70 Tage eingepfercht: Tierquälerei auf Schiffen
Spanien. Hunderte spanische Rinder waren wochenlang auf Irrfahrt im Mittelmeer, weil kein Hafen das Schiff anlegen ließ – aus Angst vor Krankheiten. Internationale Tierschützer fordern einen Transportstopp.
Madrid. Der äußerliche Eindruck ist wenig vertrauenerweckend. Der ehemals weiße Rumpf der Karim Allah ist mit Rostflecken übersät. Drinnen, in dem mehr als 50 Jahre alten Kahn, dürfte es nicht viel besser aussehen. In diesem „Schrottschiff“, wie Kritiker den Frachter nennen, waren 70 Tage lang 900 lebende Rinder eingepfercht und auf Irrfahrt im Mittelmeer. In einem Schiffsrumpf, der nur 82 Meter lang und 14 Meter breit ist. „Das ist Quälerei“, empören sich Tierschützer, die im spanischen Mittelmeerhafen Cartagena gegen diesen Viehtransport protestieren.

» **Bereitgestelltes Material**
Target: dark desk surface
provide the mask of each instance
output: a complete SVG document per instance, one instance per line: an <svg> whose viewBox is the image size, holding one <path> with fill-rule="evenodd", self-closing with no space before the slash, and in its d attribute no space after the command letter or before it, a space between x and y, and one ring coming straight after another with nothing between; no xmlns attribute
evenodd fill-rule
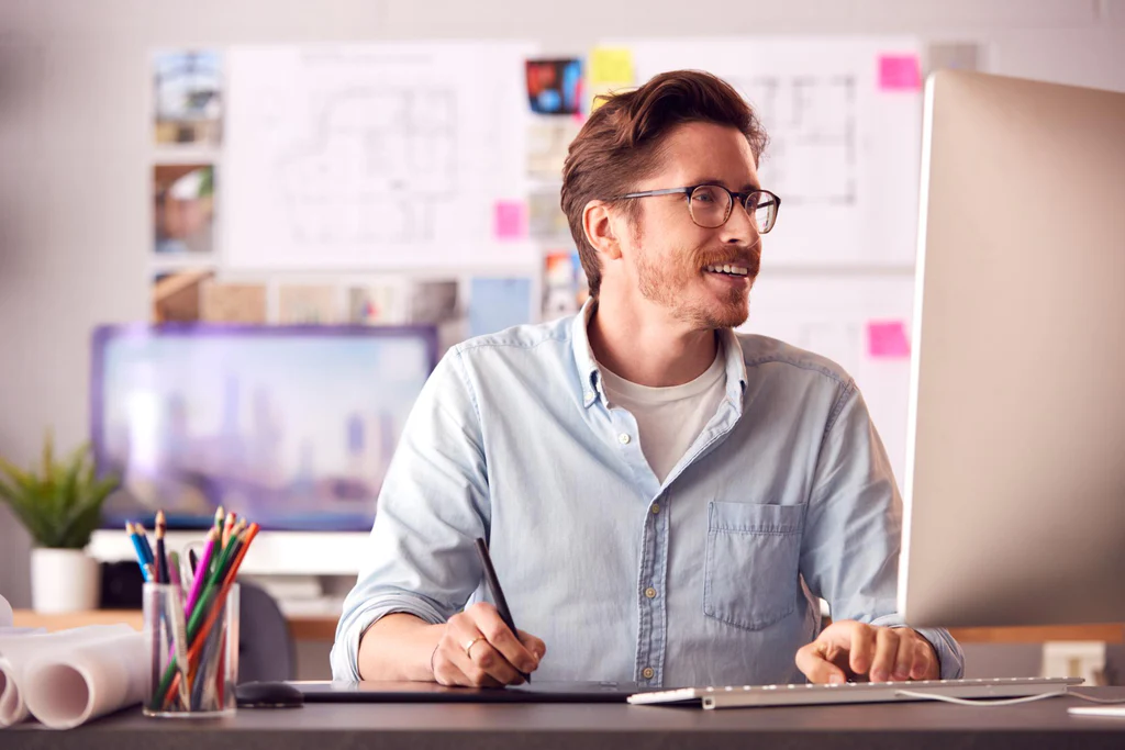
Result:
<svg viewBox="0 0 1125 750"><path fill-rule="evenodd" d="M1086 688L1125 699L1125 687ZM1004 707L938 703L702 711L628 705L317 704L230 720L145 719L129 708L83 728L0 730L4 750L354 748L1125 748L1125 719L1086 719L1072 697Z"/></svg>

--

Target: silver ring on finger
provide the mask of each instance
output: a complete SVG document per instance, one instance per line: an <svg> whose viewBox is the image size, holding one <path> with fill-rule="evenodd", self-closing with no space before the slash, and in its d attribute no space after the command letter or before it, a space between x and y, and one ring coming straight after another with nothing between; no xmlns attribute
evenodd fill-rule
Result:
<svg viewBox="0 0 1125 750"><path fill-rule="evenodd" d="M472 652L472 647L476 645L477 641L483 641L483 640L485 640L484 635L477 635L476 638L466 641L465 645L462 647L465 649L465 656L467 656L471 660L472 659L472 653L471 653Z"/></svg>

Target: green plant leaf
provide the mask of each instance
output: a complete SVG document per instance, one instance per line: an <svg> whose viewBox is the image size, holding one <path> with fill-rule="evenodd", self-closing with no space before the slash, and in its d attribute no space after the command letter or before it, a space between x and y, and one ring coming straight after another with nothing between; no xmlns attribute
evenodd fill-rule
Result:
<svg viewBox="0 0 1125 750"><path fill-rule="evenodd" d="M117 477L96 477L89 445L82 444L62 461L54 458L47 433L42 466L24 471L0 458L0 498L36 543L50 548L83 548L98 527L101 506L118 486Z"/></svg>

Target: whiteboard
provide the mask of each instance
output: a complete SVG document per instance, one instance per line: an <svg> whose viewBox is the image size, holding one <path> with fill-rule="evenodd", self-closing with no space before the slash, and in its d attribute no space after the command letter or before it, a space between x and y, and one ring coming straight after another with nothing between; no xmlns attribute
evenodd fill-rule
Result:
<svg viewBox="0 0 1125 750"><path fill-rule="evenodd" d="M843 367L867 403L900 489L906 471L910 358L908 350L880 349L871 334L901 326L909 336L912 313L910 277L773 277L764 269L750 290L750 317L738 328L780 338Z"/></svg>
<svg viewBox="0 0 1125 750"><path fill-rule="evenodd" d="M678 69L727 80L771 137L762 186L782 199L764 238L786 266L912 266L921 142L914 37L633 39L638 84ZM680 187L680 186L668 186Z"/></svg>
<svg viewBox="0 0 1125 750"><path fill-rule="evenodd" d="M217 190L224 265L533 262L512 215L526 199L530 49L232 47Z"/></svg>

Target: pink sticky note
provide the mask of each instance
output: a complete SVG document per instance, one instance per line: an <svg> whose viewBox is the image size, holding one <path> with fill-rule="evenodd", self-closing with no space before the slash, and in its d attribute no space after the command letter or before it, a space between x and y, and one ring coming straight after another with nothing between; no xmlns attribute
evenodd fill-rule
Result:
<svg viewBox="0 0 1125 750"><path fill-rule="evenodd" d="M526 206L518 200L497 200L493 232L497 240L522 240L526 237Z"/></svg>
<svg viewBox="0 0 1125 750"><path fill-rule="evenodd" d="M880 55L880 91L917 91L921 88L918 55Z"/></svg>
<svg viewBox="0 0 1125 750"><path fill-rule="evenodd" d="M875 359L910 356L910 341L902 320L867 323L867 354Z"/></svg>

» **Ziel der Übung**
Führe den Artikel über die Rinder auf der Karim Allah nach seinem letzten Satz weiter. Das Material wird hier nicht gebraucht.

» **Ergebnis der Aufgabe**
Über den Zustand der jungen Tiere, die von einem spanischen Viehhändler an die Türkei verkauft werden sollten, wurde wenig bekannt. Aber gut ging es den mehr als zwei Monate auf dem Schiff eingesperrten Rindern offenbar nicht. Denn die spanischen Amtstierärzte entschieden nach einer Bordinspektion, dass alle Tiere eingeschläfert werden müssen. Der Fall lenkt den Blick auf umstrittene EU-Exportgeschäfte mit lebenden Tieren, die per Schiff in Länder des Nahen Ostens transportiert werden. Seit Jahren berichten europäische Tierschutzorganisationen über eklatante Missstände. Sie fordern von der EU strengere Kontrollen oder gar ein Ende dieser Transporte.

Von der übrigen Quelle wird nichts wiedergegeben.